De acordo com as autoridades, os sem-teto estarão sujeitos à prisão, como qualquer outro cidadão, se estiverem circulando em área olímpica sem credenciamento ou sem ingresso para as atrações esportivas. A medida, alegam, é apenas uma questão de segurança.

Abrigos
Nos lugares que abrigam ou dão assistência aos "homeless", a primeira coisa que impressiona o visitante brasileiro é a diferença entre a situação de um sem-teto na Austrália e no Brasil.
Segundo Bruce Robinson, gerente do Pindari Center, o maior alojamento do Exército da Salvação em Brisbane, o "excluído" australiano recebe do Estado uma série de subsídios, como seguro-desemprego e, nos casos em que isso se aplica, pensão para idosos ou deficientes.
O Pindari Center tem 144 camas, mas hospeda em média apenas 80 pessoas por noite. O número de leitos ociosos se explica pelo preço da diária cobrada, oito dólares australianos (cerca de R$ 8,20), considerado alto pelos sem-teto. O alojamento da instituição "rival", a St. Vincent de Paul, cobra apenas dois dólares australianos por noite.
Outro movimentado ponto de encontro dos "homeless" de Brisbane é o 139 Club, localizado na região central da cidade.
Por ele passam diariamente cerca de 250 desabrigados, que ali têm acesso a sala de jogos, sala de televisão, quintal arborizado, camas para dormir durante o dia e, ainda, quatro refeições diárias.

_ _ _ _ _ _ _

*Seu objetivo:* No trecho sobre os sem-teto na Austrália, quanto cobra por noite o alojamento da St. Vincent de Paul?

*Informações fornecidas:*
_ _ _ _ _ _ _

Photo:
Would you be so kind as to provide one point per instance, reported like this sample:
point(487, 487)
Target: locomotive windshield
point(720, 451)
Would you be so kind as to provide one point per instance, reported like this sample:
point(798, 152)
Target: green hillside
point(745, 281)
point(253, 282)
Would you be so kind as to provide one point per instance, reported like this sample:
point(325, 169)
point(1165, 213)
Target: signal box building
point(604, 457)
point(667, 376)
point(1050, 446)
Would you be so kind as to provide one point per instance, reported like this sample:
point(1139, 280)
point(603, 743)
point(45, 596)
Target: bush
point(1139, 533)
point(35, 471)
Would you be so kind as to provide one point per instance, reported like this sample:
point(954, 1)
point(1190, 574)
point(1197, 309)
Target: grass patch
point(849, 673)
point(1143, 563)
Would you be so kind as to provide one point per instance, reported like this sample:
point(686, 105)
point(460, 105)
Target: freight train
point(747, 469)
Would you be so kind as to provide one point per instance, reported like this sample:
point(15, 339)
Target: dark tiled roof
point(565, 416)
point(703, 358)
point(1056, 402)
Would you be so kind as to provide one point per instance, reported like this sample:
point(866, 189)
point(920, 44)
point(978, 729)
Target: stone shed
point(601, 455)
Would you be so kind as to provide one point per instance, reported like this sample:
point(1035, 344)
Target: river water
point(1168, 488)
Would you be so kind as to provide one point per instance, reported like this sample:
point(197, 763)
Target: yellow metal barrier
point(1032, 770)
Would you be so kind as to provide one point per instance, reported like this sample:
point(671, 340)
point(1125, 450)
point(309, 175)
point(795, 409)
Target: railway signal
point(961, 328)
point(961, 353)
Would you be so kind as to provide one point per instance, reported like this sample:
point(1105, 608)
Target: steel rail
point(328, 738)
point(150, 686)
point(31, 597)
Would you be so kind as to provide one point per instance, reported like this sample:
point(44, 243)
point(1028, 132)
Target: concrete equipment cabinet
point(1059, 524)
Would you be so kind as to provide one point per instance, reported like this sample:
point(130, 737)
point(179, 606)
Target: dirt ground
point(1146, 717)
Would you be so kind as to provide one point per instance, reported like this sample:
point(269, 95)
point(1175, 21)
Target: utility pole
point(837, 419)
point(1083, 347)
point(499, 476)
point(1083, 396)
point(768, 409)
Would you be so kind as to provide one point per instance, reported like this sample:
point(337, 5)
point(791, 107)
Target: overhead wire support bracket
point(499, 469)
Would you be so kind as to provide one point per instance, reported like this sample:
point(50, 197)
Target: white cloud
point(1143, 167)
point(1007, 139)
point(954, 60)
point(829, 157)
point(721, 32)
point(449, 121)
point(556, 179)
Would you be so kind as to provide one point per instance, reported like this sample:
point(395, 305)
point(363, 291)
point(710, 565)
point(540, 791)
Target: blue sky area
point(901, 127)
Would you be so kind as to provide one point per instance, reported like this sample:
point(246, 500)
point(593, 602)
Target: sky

_ _ _ _ _ _ _

*Solução do exercício:* Cobra apenas dois dólares australianos por noite.